## Prompt
Pick out each line of the following data that contains the word "below", and copy those lines in full.

## Data in this exercise
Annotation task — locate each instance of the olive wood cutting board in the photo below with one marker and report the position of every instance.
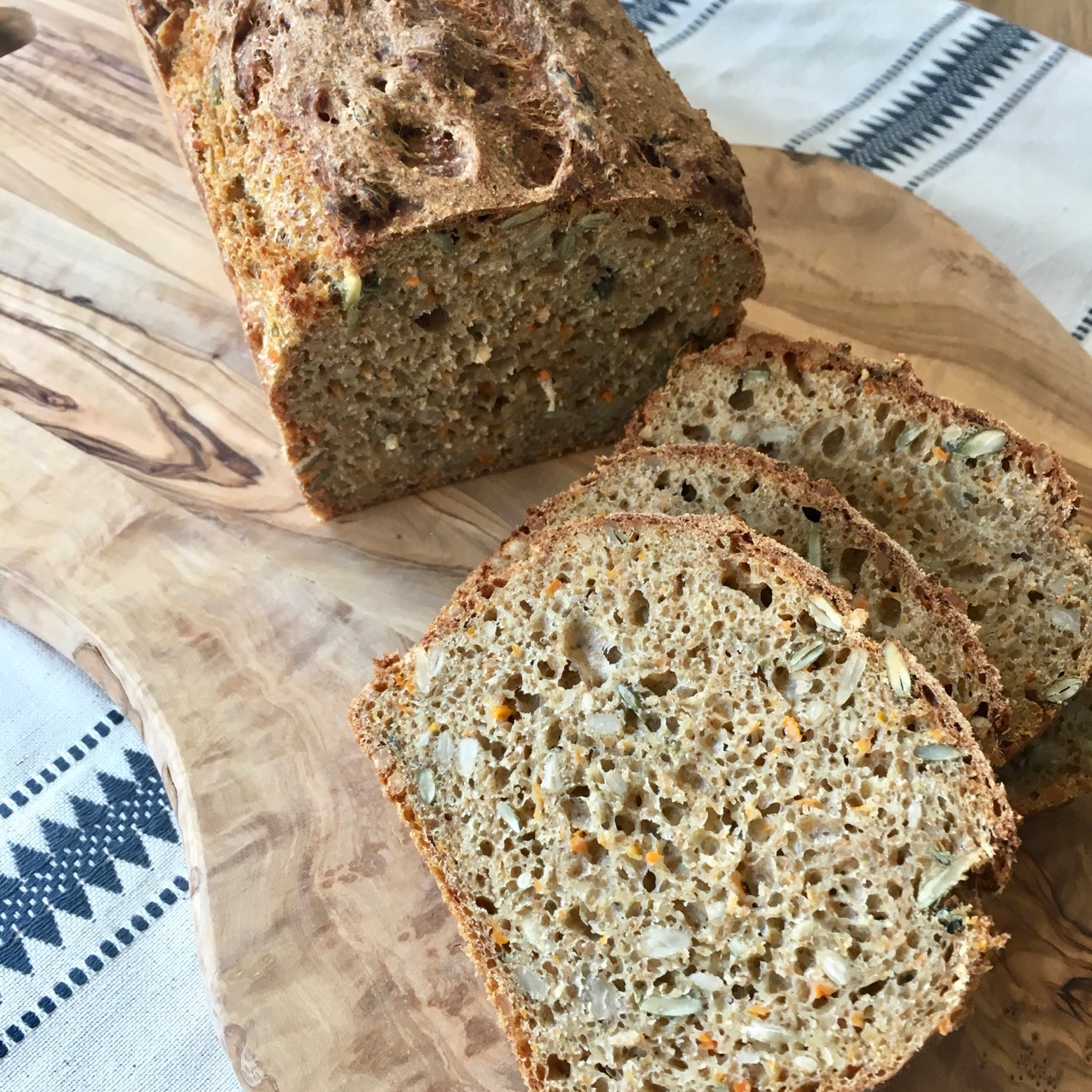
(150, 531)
* * *
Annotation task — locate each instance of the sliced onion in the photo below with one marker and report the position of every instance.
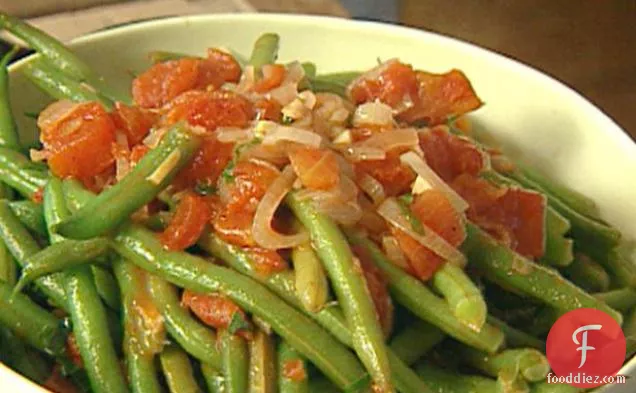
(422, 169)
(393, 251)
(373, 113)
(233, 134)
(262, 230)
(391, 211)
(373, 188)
* * *
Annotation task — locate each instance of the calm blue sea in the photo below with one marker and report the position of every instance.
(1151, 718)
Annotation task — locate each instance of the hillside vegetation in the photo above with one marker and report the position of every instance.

## Response
Annotation task — locate each instance of the olive wood cutting board in the photo below with one marker and report the position of every instance.
Annotation task — locate each instance of the sliced onion in the photo below with one marker and report the position of every instance.
Annotation task — locate each instance of the calm blue sea in the photo below with one marker and report the position of every instance.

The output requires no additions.